• Stated exercise
All of the data needs to be repeated exactly.

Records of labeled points
[Start]
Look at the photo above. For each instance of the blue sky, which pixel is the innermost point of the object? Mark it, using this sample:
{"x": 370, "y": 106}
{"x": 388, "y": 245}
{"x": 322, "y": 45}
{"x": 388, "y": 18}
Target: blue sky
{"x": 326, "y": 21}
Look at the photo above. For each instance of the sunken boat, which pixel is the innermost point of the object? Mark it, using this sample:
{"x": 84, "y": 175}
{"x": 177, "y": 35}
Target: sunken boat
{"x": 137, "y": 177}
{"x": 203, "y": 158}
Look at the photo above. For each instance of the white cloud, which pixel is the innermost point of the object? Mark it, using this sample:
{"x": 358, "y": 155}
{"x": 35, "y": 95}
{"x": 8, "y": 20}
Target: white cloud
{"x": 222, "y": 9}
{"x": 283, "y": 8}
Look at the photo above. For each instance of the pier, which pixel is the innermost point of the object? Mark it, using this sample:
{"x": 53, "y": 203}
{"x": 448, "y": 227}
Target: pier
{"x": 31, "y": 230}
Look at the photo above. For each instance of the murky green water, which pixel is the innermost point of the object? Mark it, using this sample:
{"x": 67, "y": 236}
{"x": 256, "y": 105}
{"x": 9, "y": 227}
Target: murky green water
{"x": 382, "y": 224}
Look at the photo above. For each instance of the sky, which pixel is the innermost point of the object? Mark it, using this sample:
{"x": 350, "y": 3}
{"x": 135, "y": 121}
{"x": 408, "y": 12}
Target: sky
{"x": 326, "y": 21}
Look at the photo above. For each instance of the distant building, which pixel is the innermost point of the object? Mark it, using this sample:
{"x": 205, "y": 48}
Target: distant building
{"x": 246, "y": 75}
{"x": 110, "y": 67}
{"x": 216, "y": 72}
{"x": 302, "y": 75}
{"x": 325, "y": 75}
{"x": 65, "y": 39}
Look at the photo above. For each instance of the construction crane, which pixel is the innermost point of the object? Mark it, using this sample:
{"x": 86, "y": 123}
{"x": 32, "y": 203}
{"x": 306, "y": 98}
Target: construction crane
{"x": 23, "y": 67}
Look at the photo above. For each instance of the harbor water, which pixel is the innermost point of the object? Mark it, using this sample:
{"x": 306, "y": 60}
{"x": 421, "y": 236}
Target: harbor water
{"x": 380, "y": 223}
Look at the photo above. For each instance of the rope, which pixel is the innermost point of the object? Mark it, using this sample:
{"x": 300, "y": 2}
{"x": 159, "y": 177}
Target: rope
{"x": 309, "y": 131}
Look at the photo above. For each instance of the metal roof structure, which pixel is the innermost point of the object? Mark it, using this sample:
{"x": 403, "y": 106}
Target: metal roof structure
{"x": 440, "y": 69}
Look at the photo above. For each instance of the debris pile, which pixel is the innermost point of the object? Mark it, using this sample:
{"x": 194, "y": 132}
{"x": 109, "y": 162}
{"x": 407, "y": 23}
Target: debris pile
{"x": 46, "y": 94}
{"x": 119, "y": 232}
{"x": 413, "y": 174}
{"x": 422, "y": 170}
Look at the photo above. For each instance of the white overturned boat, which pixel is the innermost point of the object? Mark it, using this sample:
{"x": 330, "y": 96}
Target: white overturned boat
[End]
• Answer to this exercise
Look at the photo above. For each instance of the blue sky, which pixel is the innermost point of the object? Mark it, using this sample:
{"x": 370, "y": 106}
{"x": 388, "y": 245}
{"x": 322, "y": 45}
{"x": 388, "y": 18}
Target: blue sky
{"x": 326, "y": 21}
Look at the photo above. For each instance of the sunken boat, which pixel is the innermost point of the object? Mark it, using this sample:
{"x": 84, "y": 175}
{"x": 177, "y": 35}
Target: sunken boat
{"x": 137, "y": 177}
{"x": 203, "y": 158}
Look at the photo above. For each instance of the white cloud, which pixel is the innermost point of the object? Mark it, using this sample:
{"x": 358, "y": 155}
{"x": 35, "y": 95}
{"x": 8, "y": 20}
Target: white cloud
{"x": 222, "y": 9}
{"x": 283, "y": 8}
Look at the photo above. For each instance of the pier, which pixel is the innermost point of the object? Mark it, using this sample:
{"x": 53, "y": 203}
{"x": 448, "y": 227}
Target: pier
{"x": 31, "y": 230}
Look at the photo above. For each instance of the murky green water, which pixel is the innermost point of the object? Mark it, using this sample:
{"x": 67, "y": 236}
{"x": 256, "y": 105}
{"x": 9, "y": 227}
Target: murky green water
{"x": 382, "y": 224}
Look at the photo above. For each instance of the sky, which pixel is the innermost point of the object? Mark it, using this sample:
{"x": 350, "y": 3}
{"x": 135, "y": 121}
{"x": 408, "y": 12}
Target: sky
{"x": 326, "y": 21}
Look at the photo above. For each instance of the distant building, which pixel is the innermost point of the object? Mark it, using this sample:
{"x": 205, "y": 48}
Target: distant building
{"x": 246, "y": 75}
{"x": 110, "y": 67}
{"x": 216, "y": 72}
{"x": 302, "y": 75}
{"x": 325, "y": 75}
{"x": 65, "y": 39}
Look at the photo above. For each instance of the construction crane, which pixel is the innermost point of the object? Mark it, using this sample:
{"x": 86, "y": 123}
{"x": 32, "y": 203}
{"x": 306, "y": 98}
Target: construction crane
{"x": 23, "y": 67}
Look at the photo above. For each instance of the harbor water, which pixel is the innermost point of the object? Mark it, using this sample:
{"x": 306, "y": 60}
{"x": 421, "y": 236}
Target: harbor water
{"x": 380, "y": 223}
Look at the photo above. For each instance of the rope, which pixel is the innermost point of the object? Mark it, using this sample:
{"x": 300, "y": 2}
{"x": 159, "y": 177}
Target: rope
{"x": 309, "y": 131}
Look at the photo above. For each instance of the metal roof structure, which pixel is the innermost point of the object? Mark it, using this sample:
{"x": 403, "y": 106}
Target: metal roof structure
{"x": 440, "y": 69}
Look at the photo above. For each instance of the debris pile, which pixel is the innermost point of the object? Mark it, using this sample:
{"x": 194, "y": 132}
{"x": 109, "y": 162}
{"x": 407, "y": 23}
Target: debris pile
{"x": 46, "y": 94}
{"x": 119, "y": 232}
{"x": 413, "y": 174}
{"x": 422, "y": 170}
Look at the photo above. For each instance of the white overturned boat, which pixel is the innermost point of the object? Mark it, using this sample:
{"x": 330, "y": 96}
Target: white overturned boat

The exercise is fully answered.